#### Your task
Print exactly the lines from the line with "label the fried patty, a point per instance." to the last line of the data, please, both included.

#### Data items
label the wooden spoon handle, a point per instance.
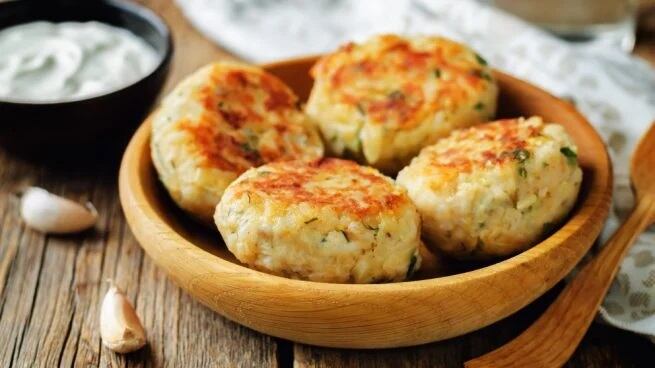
(551, 340)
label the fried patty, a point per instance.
(220, 121)
(494, 189)
(329, 220)
(381, 101)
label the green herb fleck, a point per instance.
(480, 59)
(523, 172)
(571, 156)
(345, 235)
(410, 268)
(521, 155)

#### Final answer
label the fried patty, a point per instance.
(220, 121)
(494, 189)
(329, 220)
(381, 101)
label the green herb fleck, a point per instance.
(480, 59)
(523, 172)
(571, 156)
(345, 235)
(410, 268)
(521, 155)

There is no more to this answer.